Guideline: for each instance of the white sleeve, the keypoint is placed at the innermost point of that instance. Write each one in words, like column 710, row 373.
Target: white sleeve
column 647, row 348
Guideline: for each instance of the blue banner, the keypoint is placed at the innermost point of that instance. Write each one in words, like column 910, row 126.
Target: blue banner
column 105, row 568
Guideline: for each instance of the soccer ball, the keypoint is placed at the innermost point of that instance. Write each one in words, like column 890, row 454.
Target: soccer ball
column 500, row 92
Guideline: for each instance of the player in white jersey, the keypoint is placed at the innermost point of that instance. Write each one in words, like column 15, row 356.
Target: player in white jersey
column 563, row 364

### Work order
For the data above, state only how many lines include the word "placed".

### Solution to this problem
4